Requirement -> Would you set down all of the entries below exactly as they stand?

Material provided ->

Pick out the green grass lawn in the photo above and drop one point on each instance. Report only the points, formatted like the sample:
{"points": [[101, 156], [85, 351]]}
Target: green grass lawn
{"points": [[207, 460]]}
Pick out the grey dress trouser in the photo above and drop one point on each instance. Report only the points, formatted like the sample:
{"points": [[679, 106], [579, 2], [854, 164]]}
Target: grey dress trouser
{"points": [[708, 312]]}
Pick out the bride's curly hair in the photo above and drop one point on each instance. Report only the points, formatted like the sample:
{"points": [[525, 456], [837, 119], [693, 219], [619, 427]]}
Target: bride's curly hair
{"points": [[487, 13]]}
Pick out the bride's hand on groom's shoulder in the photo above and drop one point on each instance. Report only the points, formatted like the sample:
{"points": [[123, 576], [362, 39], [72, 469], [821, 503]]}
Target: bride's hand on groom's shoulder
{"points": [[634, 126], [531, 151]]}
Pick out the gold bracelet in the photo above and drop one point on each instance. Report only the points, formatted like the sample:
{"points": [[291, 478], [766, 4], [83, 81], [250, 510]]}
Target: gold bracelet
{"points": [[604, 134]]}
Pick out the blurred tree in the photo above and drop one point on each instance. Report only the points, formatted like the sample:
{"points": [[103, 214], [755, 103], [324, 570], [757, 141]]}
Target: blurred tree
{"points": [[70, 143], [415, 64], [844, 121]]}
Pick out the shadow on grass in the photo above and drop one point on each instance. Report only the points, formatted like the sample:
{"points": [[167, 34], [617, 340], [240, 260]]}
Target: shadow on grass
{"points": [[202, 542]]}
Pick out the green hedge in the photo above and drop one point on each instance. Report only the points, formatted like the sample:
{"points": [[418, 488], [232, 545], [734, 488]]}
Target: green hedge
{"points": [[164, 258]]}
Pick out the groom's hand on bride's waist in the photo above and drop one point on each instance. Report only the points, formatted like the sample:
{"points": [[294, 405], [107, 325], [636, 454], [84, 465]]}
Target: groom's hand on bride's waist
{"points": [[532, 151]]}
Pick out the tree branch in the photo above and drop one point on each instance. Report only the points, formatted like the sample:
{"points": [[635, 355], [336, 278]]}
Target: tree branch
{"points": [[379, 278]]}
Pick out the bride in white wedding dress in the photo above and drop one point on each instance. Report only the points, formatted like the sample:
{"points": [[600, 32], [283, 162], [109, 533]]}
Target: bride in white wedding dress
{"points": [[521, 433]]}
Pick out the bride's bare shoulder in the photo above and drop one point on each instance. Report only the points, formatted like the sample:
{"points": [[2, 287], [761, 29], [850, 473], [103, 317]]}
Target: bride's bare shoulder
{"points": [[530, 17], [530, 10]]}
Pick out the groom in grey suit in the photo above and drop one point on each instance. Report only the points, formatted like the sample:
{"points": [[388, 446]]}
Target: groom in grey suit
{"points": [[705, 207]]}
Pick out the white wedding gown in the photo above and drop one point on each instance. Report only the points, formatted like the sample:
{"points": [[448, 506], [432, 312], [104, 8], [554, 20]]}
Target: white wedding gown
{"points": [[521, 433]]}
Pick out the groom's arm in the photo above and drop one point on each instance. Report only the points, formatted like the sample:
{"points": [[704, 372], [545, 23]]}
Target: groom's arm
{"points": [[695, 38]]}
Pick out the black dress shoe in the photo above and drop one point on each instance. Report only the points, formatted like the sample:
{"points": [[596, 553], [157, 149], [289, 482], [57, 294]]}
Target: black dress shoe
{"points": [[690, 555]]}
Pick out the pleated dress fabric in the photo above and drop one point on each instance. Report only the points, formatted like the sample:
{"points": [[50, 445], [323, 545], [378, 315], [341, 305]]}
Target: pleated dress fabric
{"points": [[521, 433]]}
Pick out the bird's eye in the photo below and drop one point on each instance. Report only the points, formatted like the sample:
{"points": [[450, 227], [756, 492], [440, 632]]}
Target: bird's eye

Answer area ->
Pick out the green grass lawn in the photo above and drop one point on each instance. Report only the points, formatted like the sample:
{"points": [[101, 156], [85, 351]]}
Target: green grass lawn
{"points": [[207, 460]]}
Pick out the grey dress trouser in the photo above and drop one point on each instance. Report only the points, formatted like the sample:
{"points": [[679, 106], [579, 2], [854, 164]]}
Target: grey dress trouser
{"points": [[708, 312]]}
Pick out the bride's curly hair in the photo above and drop one point on each instance. Report only the points, formatted like the sample:
{"points": [[525, 456], [837, 119], [693, 219], [619, 427]]}
Target: bride's curly hair
{"points": [[487, 13]]}
Pick out the bride's hand on groom's shoulder in the photo above and drop one point on each instance. Report only the points, formatted like the sample:
{"points": [[123, 576], [362, 39], [72, 469], [821, 503]]}
Target: bride's hand on groom's shoulder
{"points": [[634, 126], [531, 151]]}
Pick out the gold bracelet in the photo above and drop one point on each instance. Report only the points, formatted like the sample:
{"points": [[291, 478], [766, 4], [83, 81], [250, 510]]}
Target: gold bracelet
{"points": [[604, 134]]}
Pick out the blurred tree in the photo above and drop one point on each instance. Report only the points, formatted like the sample:
{"points": [[103, 214], [755, 103], [324, 570], [757, 141]]}
Target: blurred tree
{"points": [[70, 143], [415, 64], [844, 121]]}
Pick out the shadow on grass in the photo above and drop one point on each instance. Report only the points, formatted like the sample:
{"points": [[167, 34], [617, 340], [240, 260]]}
Target: shadow on grass
{"points": [[202, 542]]}
Pick out the green hedge in the photo above and drop one point on each instance. Report only the points, formatted like the sample:
{"points": [[418, 488], [232, 545], [734, 488]]}
Target: green hedge
{"points": [[164, 258]]}
Pick out the groom's hand on bride's waist in the photo above and drop one point on each instance. Report only the points, formatted like the sample:
{"points": [[294, 405], [107, 325], [636, 454], [84, 465]]}
Target: groom's hand on bride's waist
{"points": [[532, 151]]}
Pick out the tree branch in the photo above and drop one point on each instance. Report only the points, formatted like the sample:
{"points": [[635, 355], [336, 278]]}
Target: tree branch
{"points": [[379, 278]]}
Pick out the bride in white wedding dress in the photo above and drop one point on each instance. Report only the points, formatted like the sample:
{"points": [[600, 32], [283, 162], [109, 533]]}
Target: bride in white wedding dress
{"points": [[521, 433]]}
Pick out the bride's bare shoulder in the photo above and drop one point on each instance. Report only the points, formatted like the sample:
{"points": [[2, 287], [761, 29], [850, 473], [103, 317]]}
Target: bride's bare shoulder
{"points": [[530, 17], [530, 10]]}
Pick out the groom in grey suit in the photo above and drop one point on each instance. Report only the points, formatted like the sample:
{"points": [[388, 446]]}
Target: groom in grey suit
{"points": [[705, 207]]}
Pick out the white wedding gown in the photo above and drop one point on each instance. Report only the points, formatted like the sample:
{"points": [[448, 506], [432, 312], [104, 8], [554, 20]]}
Target: white wedding gown
{"points": [[521, 433]]}
Pick out the groom's arm in the photo above and drop one point on each instance. Report only the points, formatted like the sample:
{"points": [[704, 372], [545, 23]]}
Target: groom's arm
{"points": [[695, 38]]}
Pick out the black dress shoe in the photo above and drop one point on each instance. Report only the points, formatted like the sample:
{"points": [[596, 553], [157, 149], [289, 482], [57, 294]]}
Target: black dress shoe
{"points": [[690, 555]]}
Pick out the pleated dress fabric in the photo above and drop one point on each instance. Report only the points, formatted like the sample:
{"points": [[50, 445], [323, 545], [378, 315], [341, 305]]}
Target: pleated dress fabric
{"points": [[521, 433]]}
Pick out the bird's eye in the photo below and drop one point on each instance. Report only the points, formatted like the sample:
{"points": [[450, 227], [756, 492], [440, 632]]}
Target: bird's eye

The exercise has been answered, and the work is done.